╭─ Extracted entries
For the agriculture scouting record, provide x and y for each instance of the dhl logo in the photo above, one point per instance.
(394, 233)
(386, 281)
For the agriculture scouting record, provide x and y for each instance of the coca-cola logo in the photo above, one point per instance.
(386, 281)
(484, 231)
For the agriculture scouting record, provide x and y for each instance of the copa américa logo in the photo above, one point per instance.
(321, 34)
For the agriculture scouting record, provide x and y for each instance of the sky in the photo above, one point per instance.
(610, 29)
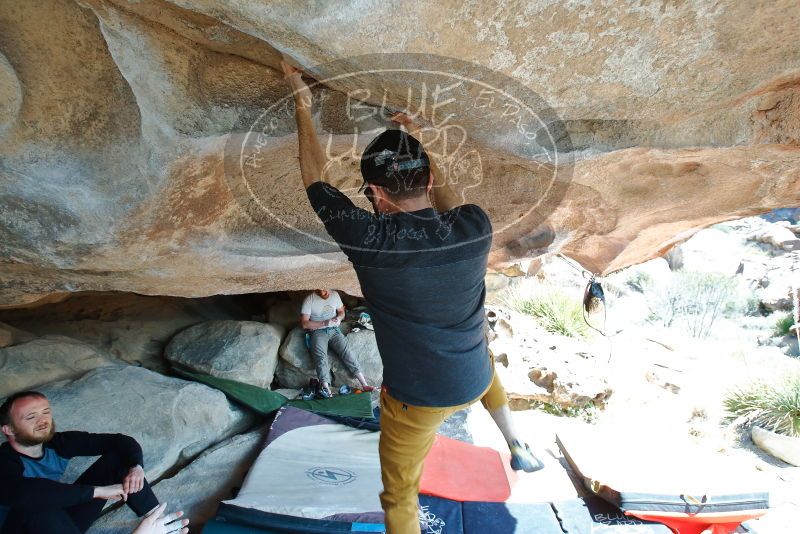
╰─
- _Objective_: Lay out every line of these records as a numbered list, skipping blank lines and leaving out the pictures.

- _Full answer_:
1. For the agriculture scouting record, provide x and y for each instance of the dhl logo in the photo above, one point per instance.
2. (394, 233)
3. (386, 281)
4. For the agriculture scouting record, provide x and y for each instance of the coca-cola logo in the photo above, one point per instance.
5. (386, 281)
6. (484, 231)
7. For the agriculture scouting record, provide x and y for each instance of the copa américa logo in the photo above, one point per instance.
8. (321, 34)
9. For the agriculture scouting record, provide x and y for each instance of the sky in the photo above, one point per instance.
10. (610, 29)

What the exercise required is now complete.